# Task requirements:
**A.** Using the excerpt on cars, explain in one to three sentences why the writer says cars need to be something of note.
**B.** Besides cars, which two kinds of vehicles does the excerpt on cars say need to be something of note?
**C.** Summarize the excerpt on cars in two sentences.

# Excerpt:
It's not that modern cars should be drafty buckets without bumpers or effective brakes. (Actually, truly great brakes are much too rare as it is.) It's that cars - and light trucks, and motorcycles - need to be something of note, need to mean something significant, in a society that too often thinks it wants a sort of well-padded undistinguished excess to its accoutrements. A car really should be brilliantly vivacious, or aesthetically profound, or forcefully utilitarian to the point of being modern art. It should be simple and solid and direct. It should be less complicated and less isolated than the modern norm, less a showcase of irrelevant considerations. It should have a character, a sense of an identity. It shouldn't just be a robot that generates acceleration in various planes. It needs to work as a well-balanced creation that acts in a very real world instead of permitting people to hide from it.

# Data:
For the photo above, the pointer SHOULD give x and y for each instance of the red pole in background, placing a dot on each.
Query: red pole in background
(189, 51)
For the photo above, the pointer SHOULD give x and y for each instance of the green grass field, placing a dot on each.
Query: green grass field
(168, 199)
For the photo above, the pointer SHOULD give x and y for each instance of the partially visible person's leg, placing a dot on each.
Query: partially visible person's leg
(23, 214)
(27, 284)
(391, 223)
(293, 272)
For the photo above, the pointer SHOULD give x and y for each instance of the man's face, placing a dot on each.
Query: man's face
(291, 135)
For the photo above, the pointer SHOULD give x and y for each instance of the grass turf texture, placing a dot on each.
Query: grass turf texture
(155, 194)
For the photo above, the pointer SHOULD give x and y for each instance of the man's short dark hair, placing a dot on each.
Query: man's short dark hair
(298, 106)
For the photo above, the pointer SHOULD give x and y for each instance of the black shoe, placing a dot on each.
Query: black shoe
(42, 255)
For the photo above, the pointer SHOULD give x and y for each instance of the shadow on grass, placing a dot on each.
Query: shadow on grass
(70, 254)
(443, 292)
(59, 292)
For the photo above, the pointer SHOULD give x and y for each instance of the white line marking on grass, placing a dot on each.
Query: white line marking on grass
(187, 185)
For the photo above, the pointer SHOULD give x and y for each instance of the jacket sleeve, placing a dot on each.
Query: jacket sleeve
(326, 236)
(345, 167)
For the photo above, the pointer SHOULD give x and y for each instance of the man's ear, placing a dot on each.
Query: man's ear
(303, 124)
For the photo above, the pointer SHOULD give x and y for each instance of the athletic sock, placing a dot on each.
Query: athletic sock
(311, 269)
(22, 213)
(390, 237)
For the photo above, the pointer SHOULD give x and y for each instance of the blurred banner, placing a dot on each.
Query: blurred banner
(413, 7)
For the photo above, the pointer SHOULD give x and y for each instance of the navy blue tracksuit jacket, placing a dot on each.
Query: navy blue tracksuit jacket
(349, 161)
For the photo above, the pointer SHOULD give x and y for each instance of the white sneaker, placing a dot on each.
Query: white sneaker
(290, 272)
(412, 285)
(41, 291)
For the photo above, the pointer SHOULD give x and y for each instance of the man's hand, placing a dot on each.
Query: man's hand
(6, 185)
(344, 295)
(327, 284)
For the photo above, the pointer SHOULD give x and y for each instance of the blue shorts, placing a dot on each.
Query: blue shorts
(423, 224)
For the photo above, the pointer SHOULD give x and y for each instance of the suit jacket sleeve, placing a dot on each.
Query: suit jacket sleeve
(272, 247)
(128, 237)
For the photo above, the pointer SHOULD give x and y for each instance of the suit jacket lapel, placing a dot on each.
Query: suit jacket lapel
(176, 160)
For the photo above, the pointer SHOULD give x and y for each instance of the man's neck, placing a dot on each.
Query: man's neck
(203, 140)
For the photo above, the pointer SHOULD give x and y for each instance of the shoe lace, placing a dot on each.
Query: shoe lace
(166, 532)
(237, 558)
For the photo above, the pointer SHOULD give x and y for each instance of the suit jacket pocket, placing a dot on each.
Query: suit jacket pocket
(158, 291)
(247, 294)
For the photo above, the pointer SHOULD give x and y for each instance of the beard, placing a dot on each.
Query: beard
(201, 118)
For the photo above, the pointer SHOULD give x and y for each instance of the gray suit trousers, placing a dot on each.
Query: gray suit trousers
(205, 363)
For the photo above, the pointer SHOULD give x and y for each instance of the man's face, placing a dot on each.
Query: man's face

# Answers by item number:
**A.** Cars need to mean something significant because they exist in a society that too often thinks it wants a well-padded, undistinguished excess in its accoutrements. The writer wants cars to stand apart from that, not to hide people from the real world.

**B.** Light trucks and motorcycles.

**C.** The writer does not want unsafe cars but wants cars, light trucks and motorcycles to mean something significant, in contrast to a society that tends to want well-padded, undistinguished excess. A car should be vivacious, aesthetically profound or forcefully utilitarian, simple and direct, with a character of its own, and should work as a well-balanced creation in the real world instead of letting people hide from it.